**Material shown**
# # # #

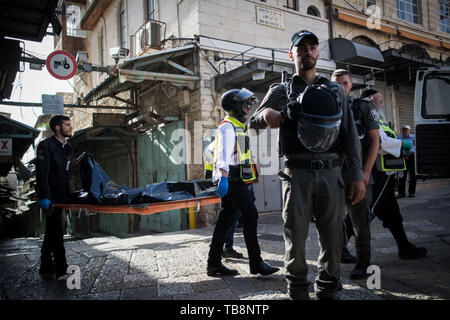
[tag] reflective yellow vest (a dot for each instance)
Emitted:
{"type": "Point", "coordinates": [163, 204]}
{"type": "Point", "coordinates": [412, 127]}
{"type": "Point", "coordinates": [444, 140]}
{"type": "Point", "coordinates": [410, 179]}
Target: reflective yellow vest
{"type": "Point", "coordinates": [209, 157]}
{"type": "Point", "coordinates": [248, 171]}
{"type": "Point", "coordinates": [388, 161]}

# # # #

Return every entry unchanged and skip the pictures.

**Written solution**
[tag] reflective yellow vest (a dot for each instance)
Emitted:
{"type": "Point", "coordinates": [163, 204]}
{"type": "Point", "coordinates": [412, 127]}
{"type": "Point", "coordinates": [444, 140]}
{"type": "Point", "coordinates": [410, 179]}
Target: reflective yellow vest
{"type": "Point", "coordinates": [209, 157]}
{"type": "Point", "coordinates": [248, 171]}
{"type": "Point", "coordinates": [388, 161]}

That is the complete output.